#### Passage given:
◇ ◇ ◇

Democrats on the panel fiercely resisted the proposal to separate air traffic control from the FAA, arguing that setting up a new flight navigation organization would amount to a privatization of the nation's aviation system. 

"Spinning off the Air Traffic Organization while leaving the rest of the FAA’s critical safety programs to the perils of the General Fund, shutdowns, and sequestration is irresponsible," said Rep. Peter DeFazio (D-Ore.), citing a Government Accountability Office report released on Wednesday that labeled the plan to spin off air traffic control "high-risk." 

"Let me be clear: I am certainly not in denial that the FAA suffers from ailments that must be fixed," he added. "The agency — the entire agency, not just the air traffic control system — must have stable, predictable funding and procurement and personnel processes that work." 

The proposal to separate air traffic control from the FAA, included in a new funding measure for the agency, calls for the creation of a new flight navigation organization that would be managed by a board of directors composed of aviation industry representatives. Major airlines that have pushed for more control of the air system would have four of 11 seats on the proposed board, stoking fears they would have too much power.

The proposal has exposed divisions the aviation industry that were on display during Wednesday's hearing. 

"The current aviation system has served us well until recent years. Unfortunately, we no longer have a stable or predictable funding stream and this uncertainty has caused many serious problems for the system," National Air Traffic Controllers Association President Paul Rinaldi told the panel.

"We all remember the disruptions we experienced in 2013 with sequestration," he continued. "The FAA scaled down all modernization projects. The agency looked at closing 238 air traffic control towers and tried to close 149 of them, not for safety, but in an effort to save money." 

Groups that represent noncommercial flight operators told lawmakers that the proposal to spin off air traffic control from the FAA would give too much power to major airlines, however. 

"H.R. 4441 would take control of the nation’s air traffic system away from the public’s elected representatives and turn it over to the big airlines," National Business Aviation Association President Ed Bolen said.

"The public airspace belongs to the public and it should be run for the benefit of the public," he said. "This is a sweeping transfer of authority. It's breathtaking in its magnitude and it's potentially deadly in its consequences." 

Most major airlines are supporting the proposal to separate air traffic control from the FAA — with the notable exception of Delta

The group that lobbies for most major carriers in Washington, Airlines for America (A4A), said an independent air traffic control structure is long overdue.

◇ ◇ ◇

(Saved data entries)
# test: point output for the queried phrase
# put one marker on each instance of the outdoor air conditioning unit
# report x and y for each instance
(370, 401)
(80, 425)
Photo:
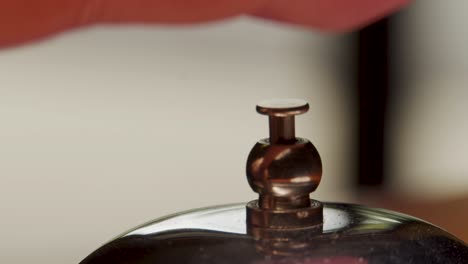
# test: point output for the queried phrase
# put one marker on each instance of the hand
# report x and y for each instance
(26, 20)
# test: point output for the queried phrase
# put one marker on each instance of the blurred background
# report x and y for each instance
(105, 128)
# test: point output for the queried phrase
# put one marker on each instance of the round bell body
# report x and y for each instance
(284, 225)
(349, 234)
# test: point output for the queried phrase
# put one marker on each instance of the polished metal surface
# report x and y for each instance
(283, 170)
(284, 225)
(349, 234)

◇ ◇ ◇

#### Your tasks:
A) In the passage on the air traffic control proposal, replace "lobbies" with "speaks" and write out the text starting with "The group that" and going on through "is long overdue.".
B) According to the passage on the air traffic control proposal, why did the proposed board of directors stoke fears?
C) Name every person the passage on the air traffic control proposal mentions by name, along with the title or role it gives each one.
These rows were taken from a different source than the text.

#### Task-by-task solutions:
A)
The group that speaks for most major carriers in Washington, Airlines for America (A4A), said an independent air traffic control structure is long overdue.

B) Major airlines that had pushed for more control of the air system would hold four of the board's 11 seats. This raised fears that they would have too much power.

C)
- Rep. Peter DeFazio (D-Ore.)
- Paul Rinaldi, President of the National Air Traffic Controllers Association
- Ed Bolen, President of the National Business Aviation Association